▶ Directions
Leave out the pictures and restate the rest of the data exactly.

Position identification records
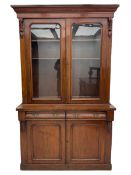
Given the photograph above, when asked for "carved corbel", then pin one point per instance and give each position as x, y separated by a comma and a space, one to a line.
23, 126
109, 27
21, 27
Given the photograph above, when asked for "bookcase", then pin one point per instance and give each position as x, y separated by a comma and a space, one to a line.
65, 115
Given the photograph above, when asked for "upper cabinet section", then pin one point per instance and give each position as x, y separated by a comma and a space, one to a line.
65, 53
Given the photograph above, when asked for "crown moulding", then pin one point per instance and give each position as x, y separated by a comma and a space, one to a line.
24, 9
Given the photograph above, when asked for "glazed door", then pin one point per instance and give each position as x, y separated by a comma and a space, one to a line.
87, 59
45, 41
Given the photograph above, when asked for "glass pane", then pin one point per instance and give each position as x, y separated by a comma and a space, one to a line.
86, 46
45, 40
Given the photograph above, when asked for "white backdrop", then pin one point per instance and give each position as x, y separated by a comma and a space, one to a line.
10, 88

▶ The response
Given the photograph above, when asked for "carved corbel", then pin one point per instance and give each position as x, y separated by a comma and a space, one to a line.
23, 126
109, 27
21, 27
Given the photograph above, when asked for "bookcase", then pin one point per instance and give each position as x, y separated by a comma and a space, one to a line.
65, 115
Given the photograph above, when asked for "upper cabinet section", then pin one point per instance and give each position as x, y separated by a comma and a space, one to a line.
65, 53
Given the photograph above, when asked for "crown moulding", then pin one point per instance and give each position as x, y separated by a comma and a space, one to a line.
24, 9
Given the photograph above, when asked for "glazed door", then pin one point per instance and give each position as x, y separated by a comma and a space, one to a line.
87, 59
45, 41
Given the photograph above, when asked for "glass pane", then pin one point per instance and give each position as x, y separated by a comma and a space, one to a line.
86, 46
45, 40
Given the photograph above, when asked for "white backdrop", then pin one point per instance and give each position as x, y separated by a comma and a space, one to a line.
10, 88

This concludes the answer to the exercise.